Are there any real problems with me copying large sections of said books and giving them to other people, or do those warnings hold weight?

If the books are 100 years old, they are nearly always in the public domain.

People who publish the older books usually include an introduction and copyright that. The wording is such that the unwary might think the entire book is copyrighted. Similarly, “All rights reserved” or “No part of this book may be reproduced without permission” are meaningless.

Once the book is public domain, it’s always public domain.

The layout of the book, the art of the cover (it might look like simple lettering, but it’s carefully placed, so it’s art). etc, is subject to copyright.

The words of the public domain story, are not.

As far as I understand it, this is the case. A good example of this is the reproduction of musical scores. Even though the original music may have been composed hundreds of years ago, most of the currently available printed scores are not in the public domain. Same thing applies to recordings of performances of that music. Some part of the copyright lies with the performers and you can’t just copy and redistribute a recording without their approval.

Like many other aspects of copyright law, there is something of a dearth of black-letter law (as Jack McCoy of Law and Order would say) on the matter. I don’t believe that Title 17 specifically addresses this issue, and there aren’t any controlling court cases.

The most relevant case might be Bridgeman Art Library v. Corel Corporation, decided in the Southern District of New York, in 1999. While this decision related to the reproduction of out-of-copyright artworks, rather than texts, it seems that the court’s reasoning in this case would, and should, apply to a simple reproduction of an out-of-copyright text.
___
STATED TASK 1 =
Reproduce the passage on copying public domain books verbatim, in full.

(Dataset records about object locations)
___
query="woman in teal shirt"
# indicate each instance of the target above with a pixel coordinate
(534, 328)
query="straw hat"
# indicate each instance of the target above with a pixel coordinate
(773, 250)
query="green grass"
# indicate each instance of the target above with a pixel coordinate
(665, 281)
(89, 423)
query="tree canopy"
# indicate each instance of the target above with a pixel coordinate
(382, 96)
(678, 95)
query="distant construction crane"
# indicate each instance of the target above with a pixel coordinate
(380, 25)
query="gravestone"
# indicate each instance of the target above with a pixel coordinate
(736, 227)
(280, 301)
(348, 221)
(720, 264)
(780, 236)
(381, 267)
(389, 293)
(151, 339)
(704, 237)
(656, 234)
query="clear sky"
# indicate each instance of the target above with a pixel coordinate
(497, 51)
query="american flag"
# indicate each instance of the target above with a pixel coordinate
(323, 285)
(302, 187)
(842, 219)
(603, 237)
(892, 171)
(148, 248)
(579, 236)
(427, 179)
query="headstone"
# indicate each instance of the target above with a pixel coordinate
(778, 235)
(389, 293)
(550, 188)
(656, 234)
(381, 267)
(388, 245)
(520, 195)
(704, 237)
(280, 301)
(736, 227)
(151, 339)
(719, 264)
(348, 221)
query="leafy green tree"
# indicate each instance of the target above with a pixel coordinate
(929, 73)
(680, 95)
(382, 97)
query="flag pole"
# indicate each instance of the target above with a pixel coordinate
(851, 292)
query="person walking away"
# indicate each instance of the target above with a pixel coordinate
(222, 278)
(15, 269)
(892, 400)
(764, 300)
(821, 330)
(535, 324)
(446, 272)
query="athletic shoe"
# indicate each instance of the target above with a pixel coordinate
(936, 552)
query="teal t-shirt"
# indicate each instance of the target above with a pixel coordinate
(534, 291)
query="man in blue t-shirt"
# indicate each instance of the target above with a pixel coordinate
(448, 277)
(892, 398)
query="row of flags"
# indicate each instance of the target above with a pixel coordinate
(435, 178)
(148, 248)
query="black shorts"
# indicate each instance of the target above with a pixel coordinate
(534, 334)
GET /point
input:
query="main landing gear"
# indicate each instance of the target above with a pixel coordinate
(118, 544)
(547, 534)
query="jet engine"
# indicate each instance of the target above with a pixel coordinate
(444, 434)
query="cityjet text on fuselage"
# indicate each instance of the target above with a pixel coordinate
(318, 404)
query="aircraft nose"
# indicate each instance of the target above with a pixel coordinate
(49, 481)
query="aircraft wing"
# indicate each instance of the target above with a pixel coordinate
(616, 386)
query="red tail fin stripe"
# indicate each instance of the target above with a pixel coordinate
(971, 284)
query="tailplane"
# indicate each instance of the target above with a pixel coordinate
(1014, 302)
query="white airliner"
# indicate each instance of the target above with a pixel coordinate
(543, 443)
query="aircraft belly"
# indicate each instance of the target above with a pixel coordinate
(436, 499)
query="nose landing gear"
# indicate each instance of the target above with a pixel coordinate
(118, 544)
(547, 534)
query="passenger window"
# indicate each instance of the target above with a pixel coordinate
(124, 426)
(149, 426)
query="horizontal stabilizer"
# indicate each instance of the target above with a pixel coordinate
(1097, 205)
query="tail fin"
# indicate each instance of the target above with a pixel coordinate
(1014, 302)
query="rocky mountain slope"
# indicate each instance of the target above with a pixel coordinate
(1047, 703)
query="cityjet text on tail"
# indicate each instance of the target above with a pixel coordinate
___
STATED TASK 2 =
Pull out every line of the rows above that contains the word "aircraft".

FINAL RESULT 1 =
Are there any real problems with me copying large sections of said books and giving them to other people, or do those warnings hold weight?

If the books are 100 years old, they are nearly always in the public domain.

People who publish the older books usually include an introduction and copyright that. The wording is such that the unwary might think the entire book is copyrighted. Similarly, “All rights reserved” or “No part of this book may be reproduced without permission” are meaningless.

Once the book is public domain, it’s always public domain.

The layout of the book, the art of the cover (it might look like simple lettering, but it’s carefully placed, so it’s art). etc, is subject to copyright.

The words of the public domain story, are not.

As far as I understand it, this is the case. A good example of this is the reproduction of musical scores. Even though the original music may have been composed hundreds of years ago, most of the currently available printed scores are not in the public domain. Same thing applies to recordings of performances of that music. Some part of the copyright lies with the performers and you can’t just copy and redistribute a recording without their approval.

Like many other aspects of copyright law, there is something of a dearth of black-letter law (as Jack McCoy of Law and Order would say) on the matter. I don’t believe that Title 17 specifically addresses this issue, and there aren’t any controlling court cases.

The most relevant case might be Bridgeman Art Library v. Corel Corporation, decided in the Southern District of New York, in 1999. While this decision related to the reproduction of out-of-copyright artworks, rather than texts, it seems that the court’s reasoning in this case would, and should, apply to a simple reproduction of an out-of-copyright text.

FINAL RESULT 2 =
query="aircraft nose"
query="aircraft wing"
query="aircraft belly"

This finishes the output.